◆ **Questão escrita 1**
Reproduza sem nenhuma alteração as linhas, e não o texto, desde a primeira até a que contém "x=208 y=129", incluindo ambas.

◆ **Texto de leitura**
* * * * * * * * *

Uma sindicância, aberta em junho de 2014, mostrou que a Fasc pagava a integralidade do contrato sem que todos profissionais previstos aparecessem para trabalhar. A empresa disse a Zero Hora que desconhece o problema no contrato e a sindicância. A fundação é responsável pelo serviço de acolhimento de crianças e adolescentes em situação de risco em Porto Alegre.
Conforme o Portal Transparência da prefeitura, a empresa Multiagil recebeu da Fasc, desde 2012, um total de R$ 15,9 milhões em contratos diversos. Só no de serviços de enfermagem, foram pelo R$ 4,8 milhões, segundo a presidência da Fasc. Apesar de ainda manter contratos com a empresa, a Fasc até hoje não apurou quanto a Multiagil recebeu sem ter prestado os serviços.
Concluída no final de 2014, uma sindicância apontou falta de fiscalização no contrato e determinou a abertura de inquérito administrativo para apurar atos de improbidade do funcionário que era fiscal do contrato, Jonatas de Freitas Silva, e do então diretor-administrativo da Fasc, Miguel Barreto. A comissão de sindicância também indicou que o caso deveria ser comunicado ao Ministério Público Estadual e ao Tribunal de Contas do Estado. Nada disso foi feito.

* * * * * * * * *

◆ **Material para processar**

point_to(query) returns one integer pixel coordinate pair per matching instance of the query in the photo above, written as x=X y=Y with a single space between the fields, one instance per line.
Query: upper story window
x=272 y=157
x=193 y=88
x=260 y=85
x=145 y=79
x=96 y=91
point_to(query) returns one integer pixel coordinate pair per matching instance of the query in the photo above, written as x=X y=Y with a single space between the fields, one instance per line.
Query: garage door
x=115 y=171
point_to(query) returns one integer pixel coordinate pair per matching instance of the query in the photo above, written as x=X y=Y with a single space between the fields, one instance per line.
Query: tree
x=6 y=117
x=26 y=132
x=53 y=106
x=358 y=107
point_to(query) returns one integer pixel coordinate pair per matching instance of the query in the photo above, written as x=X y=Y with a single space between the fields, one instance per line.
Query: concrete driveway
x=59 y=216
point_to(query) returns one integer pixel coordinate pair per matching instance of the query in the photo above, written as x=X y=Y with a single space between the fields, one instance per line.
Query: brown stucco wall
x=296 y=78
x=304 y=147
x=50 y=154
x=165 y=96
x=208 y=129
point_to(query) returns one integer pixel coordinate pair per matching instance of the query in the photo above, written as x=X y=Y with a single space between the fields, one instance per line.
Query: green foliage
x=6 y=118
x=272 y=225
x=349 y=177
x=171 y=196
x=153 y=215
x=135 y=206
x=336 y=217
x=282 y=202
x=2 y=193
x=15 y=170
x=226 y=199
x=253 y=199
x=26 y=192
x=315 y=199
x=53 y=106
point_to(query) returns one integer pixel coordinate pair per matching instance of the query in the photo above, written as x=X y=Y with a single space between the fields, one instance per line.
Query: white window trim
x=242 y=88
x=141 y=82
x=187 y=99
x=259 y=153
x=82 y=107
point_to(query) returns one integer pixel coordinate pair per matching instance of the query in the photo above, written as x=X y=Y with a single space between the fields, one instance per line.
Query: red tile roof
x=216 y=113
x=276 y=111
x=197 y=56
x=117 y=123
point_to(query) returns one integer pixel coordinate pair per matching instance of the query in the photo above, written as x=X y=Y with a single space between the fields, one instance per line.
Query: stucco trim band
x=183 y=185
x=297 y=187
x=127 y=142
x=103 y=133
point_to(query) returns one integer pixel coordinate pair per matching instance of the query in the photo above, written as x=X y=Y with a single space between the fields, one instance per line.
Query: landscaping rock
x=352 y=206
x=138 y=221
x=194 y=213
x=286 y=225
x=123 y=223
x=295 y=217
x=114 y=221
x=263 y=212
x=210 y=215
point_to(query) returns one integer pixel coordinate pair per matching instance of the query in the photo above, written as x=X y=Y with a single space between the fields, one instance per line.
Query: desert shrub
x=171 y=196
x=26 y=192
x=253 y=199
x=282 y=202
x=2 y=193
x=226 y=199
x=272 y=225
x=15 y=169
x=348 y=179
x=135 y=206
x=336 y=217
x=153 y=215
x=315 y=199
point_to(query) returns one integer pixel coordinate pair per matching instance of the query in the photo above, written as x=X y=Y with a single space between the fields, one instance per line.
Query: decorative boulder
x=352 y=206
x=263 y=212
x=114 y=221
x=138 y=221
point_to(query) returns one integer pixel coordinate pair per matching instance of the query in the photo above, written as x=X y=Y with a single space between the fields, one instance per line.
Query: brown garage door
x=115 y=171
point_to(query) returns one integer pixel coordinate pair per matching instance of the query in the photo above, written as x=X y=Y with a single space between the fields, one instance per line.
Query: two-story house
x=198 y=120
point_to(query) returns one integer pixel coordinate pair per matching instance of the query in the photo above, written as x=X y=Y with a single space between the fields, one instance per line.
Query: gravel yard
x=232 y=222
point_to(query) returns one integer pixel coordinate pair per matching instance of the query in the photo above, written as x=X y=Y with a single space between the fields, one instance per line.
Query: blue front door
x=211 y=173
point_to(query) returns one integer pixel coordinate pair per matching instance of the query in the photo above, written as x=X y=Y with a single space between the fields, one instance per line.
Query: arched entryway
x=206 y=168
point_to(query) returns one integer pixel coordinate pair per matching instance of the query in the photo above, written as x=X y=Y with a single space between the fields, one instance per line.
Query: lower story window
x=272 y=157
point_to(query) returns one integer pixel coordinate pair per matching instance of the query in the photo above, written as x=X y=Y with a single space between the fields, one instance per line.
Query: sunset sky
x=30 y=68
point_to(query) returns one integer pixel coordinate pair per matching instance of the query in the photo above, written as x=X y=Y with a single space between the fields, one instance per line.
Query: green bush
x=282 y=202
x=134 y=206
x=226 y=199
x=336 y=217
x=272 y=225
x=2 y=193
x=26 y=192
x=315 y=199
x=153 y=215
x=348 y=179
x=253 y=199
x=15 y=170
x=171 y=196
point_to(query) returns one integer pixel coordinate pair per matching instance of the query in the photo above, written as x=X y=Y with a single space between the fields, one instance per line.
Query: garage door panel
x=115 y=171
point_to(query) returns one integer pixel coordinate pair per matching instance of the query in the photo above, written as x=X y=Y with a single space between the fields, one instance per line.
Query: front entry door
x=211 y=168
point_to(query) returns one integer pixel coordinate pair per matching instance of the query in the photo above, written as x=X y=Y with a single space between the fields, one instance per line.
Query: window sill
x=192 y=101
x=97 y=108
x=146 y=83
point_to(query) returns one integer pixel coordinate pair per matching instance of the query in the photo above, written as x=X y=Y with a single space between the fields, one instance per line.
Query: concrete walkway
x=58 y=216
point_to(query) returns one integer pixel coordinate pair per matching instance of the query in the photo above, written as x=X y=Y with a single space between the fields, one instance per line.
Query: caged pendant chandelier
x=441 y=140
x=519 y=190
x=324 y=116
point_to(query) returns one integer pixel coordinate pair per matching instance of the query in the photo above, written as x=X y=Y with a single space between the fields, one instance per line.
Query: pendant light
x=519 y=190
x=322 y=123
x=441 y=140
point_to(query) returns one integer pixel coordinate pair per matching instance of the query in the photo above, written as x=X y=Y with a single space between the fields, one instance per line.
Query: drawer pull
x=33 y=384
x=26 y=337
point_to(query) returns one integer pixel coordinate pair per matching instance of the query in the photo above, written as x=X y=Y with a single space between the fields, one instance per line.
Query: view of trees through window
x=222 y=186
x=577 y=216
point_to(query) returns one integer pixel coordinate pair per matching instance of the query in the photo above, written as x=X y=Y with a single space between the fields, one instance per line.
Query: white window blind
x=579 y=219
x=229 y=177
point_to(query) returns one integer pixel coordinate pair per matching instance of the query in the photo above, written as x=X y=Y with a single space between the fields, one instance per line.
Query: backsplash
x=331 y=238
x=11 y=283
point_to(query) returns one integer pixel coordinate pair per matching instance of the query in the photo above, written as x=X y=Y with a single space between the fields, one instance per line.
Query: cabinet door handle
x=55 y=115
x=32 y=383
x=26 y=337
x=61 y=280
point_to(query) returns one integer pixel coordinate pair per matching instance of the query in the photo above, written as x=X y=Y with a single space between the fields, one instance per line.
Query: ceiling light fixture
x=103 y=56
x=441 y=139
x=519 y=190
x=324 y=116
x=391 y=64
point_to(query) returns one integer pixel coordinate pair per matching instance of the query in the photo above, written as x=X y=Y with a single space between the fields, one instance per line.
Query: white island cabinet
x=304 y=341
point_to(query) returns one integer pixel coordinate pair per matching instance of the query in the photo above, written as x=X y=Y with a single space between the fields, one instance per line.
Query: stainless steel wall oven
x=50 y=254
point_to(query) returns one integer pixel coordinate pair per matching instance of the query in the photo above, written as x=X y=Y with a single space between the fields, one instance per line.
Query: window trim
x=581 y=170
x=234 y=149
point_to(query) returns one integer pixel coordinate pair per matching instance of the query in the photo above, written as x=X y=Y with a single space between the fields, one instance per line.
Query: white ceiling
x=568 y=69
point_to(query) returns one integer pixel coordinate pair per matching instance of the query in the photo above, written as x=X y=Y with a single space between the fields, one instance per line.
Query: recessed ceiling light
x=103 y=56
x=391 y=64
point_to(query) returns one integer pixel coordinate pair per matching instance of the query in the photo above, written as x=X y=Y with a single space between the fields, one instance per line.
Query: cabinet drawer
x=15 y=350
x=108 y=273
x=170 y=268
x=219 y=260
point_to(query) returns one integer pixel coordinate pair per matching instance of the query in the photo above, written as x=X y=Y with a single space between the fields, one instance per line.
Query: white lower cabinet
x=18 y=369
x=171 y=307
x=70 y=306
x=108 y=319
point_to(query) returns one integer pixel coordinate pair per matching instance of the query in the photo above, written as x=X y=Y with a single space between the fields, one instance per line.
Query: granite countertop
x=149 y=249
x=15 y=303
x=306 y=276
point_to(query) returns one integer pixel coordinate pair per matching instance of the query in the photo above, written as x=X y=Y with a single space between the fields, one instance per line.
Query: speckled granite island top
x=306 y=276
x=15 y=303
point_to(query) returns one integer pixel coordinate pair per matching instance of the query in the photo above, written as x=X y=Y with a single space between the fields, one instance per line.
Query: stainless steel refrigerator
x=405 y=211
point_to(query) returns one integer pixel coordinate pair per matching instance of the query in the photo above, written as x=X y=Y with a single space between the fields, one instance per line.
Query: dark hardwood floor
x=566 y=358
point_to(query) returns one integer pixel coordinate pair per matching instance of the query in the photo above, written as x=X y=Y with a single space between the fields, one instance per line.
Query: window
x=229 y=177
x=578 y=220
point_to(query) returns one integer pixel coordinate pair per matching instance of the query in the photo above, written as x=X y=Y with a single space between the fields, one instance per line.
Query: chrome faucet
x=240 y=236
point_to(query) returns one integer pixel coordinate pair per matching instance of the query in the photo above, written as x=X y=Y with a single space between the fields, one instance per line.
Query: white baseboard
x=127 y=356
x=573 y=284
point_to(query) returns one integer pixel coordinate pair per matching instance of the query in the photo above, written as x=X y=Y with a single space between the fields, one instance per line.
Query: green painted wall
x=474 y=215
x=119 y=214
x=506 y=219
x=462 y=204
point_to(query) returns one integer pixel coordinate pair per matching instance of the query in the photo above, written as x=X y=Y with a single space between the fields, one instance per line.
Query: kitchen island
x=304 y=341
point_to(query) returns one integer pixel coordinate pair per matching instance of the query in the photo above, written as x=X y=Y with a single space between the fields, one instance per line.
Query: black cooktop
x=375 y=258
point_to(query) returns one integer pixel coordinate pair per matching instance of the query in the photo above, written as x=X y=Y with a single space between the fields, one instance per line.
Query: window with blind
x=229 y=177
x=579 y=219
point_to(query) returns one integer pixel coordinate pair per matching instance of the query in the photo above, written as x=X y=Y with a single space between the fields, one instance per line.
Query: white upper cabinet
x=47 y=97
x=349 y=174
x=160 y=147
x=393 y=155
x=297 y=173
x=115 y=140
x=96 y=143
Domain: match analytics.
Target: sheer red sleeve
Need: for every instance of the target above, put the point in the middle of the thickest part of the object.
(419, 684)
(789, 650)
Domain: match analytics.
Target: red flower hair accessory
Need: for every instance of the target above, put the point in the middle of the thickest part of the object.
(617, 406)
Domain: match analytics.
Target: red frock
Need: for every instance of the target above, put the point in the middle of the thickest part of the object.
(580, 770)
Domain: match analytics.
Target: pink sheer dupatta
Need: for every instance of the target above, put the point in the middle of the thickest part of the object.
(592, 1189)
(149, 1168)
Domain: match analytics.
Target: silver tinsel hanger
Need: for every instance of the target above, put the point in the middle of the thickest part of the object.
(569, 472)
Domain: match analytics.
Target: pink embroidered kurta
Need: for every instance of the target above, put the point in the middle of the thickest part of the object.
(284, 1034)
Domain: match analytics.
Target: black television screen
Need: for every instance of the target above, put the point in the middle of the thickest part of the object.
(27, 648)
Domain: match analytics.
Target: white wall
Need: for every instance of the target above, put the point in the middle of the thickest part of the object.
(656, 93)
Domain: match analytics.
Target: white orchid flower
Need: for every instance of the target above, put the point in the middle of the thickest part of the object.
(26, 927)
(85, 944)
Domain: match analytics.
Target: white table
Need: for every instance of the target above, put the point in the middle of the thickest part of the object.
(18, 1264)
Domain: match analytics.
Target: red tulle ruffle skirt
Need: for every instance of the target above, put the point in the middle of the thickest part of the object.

* * * * * * * * *

◆ **Questão escrita 2**
Responda com base no texto de leitura:
(a) Em que mês e ano foi aberta a sindicância?
(b) Quanto a Multiagil recebeu da Fasc, desde 2012, em contratos diversos?
(c) A quais órgãos a comissão de sindicância indicou que o caso deveria ser comunicado?

◆ **Resposta escrita 1**
point_to(query) returns one integer pixel coordinate pair per matching instance of the query in the photo above, written as x=X y=Y with a single space between the fields, one instance per line.
Query: upper story window
x=272 y=157
x=193 y=88
x=260 y=85
x=145 y=79
x=96 y=91
point_to(query) returns one integer pixel coordinate pair per matching instance of the query in the photo above, written as x=X y=Y with a single space between the fields, one instance per line.
Query: garage door
x=115 y=171
point_to(query) returns one integer pixel coordinate pair per matching instance of the query in the photo above, written as x=X y=Y with a single space between the fields, one instance per line.
Query: tree
x=6 y=117
x=26 y=132
x=53 y=106
x=358 y=107
point_to(query) returns one integer pixel coordinate pair per matching instance of the query in the photo above, written as x=X y=Y with a single space between the fields, one instance per line.
Query: concrete driveway
x=59 y=216
point_to(query) returns one integer pixel coordinate pair per matching instance of the query in the photo above, written as x=X y=Y with a single space between the fields, one instance per line.
Query: brown stucco wall
x=296 y=78
x=304 y=147
x=50 y=154
x=165 y=96
x=208 y=129

◆ **Resposta escrita 2**
(a) Em junho de 2014.
(b) Um total de R$ 15,9 milhões.
(c) Ao Ministério Público Estadual e ao Tribunal de Contas do Estado.